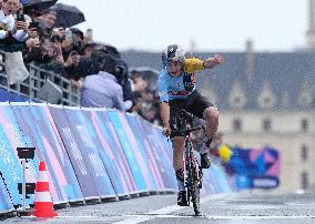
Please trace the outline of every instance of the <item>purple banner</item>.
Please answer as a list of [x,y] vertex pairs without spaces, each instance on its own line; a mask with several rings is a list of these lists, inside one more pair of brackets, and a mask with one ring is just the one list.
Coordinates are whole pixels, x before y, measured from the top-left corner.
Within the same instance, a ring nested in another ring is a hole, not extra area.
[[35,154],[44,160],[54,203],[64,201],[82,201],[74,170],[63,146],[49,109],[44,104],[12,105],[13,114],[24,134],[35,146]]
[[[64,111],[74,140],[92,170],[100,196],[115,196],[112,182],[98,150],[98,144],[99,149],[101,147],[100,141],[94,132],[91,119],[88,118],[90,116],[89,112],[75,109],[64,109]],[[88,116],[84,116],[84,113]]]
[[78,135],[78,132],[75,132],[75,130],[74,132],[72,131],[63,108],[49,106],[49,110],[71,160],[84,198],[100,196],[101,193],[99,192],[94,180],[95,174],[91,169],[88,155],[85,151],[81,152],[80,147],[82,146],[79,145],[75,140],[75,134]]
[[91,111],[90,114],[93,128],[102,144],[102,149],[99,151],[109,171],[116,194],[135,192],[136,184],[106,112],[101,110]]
:::
Quote the listing above in full, except for the pictures.

## RIGHT ANSWER
Please trace the outline of every instance of the <item>purple banner</item>.
Please answer as a list of [x,y] vertex pairs without spaces, each instance on its own line; a mask with several rings is a list of these lists, inside one more pair of brackets, and a mask with one ring is just the one list.
Coordinates are whole pixels, x before y, measured from the top-left corner.
Within the same instance, a ring nested in another ring is a hole, not extra area.
[[35,154],[44,160],[54,203],[64,201],[82,201],[74,170],[63,146],[49,109],[44,104],[12,105],[13,114],[24,134],[35,146]]
[[[64,111],[74,140],[92,170],[100,196],[115,196],[112,182],[98,150],[98,144],[99,149],[101,147],[100,141],[94,132],[91,119],[88,118],[90,116],[89,112],[75,109],[64,109]],[[88,116],[84,116],[84,113]]]
[[78,135],[78,132],[75,132],[75,130],[74,132],[72,131],[63,108],[49,106],[49,110],[71,160],[84,198],[100,196],[101,193],[99,192],[94,180],[95,174],[91,169],[88,155],[85,151],[81,152],[80,147],[82,146],[79,145],[75,140],[75,134]]
[[91,111],[90,114],[93,128],[102,144],[102,149],[99,151],[109,171],[116,194],[135,192],[136,184],[106,112],[101,110]]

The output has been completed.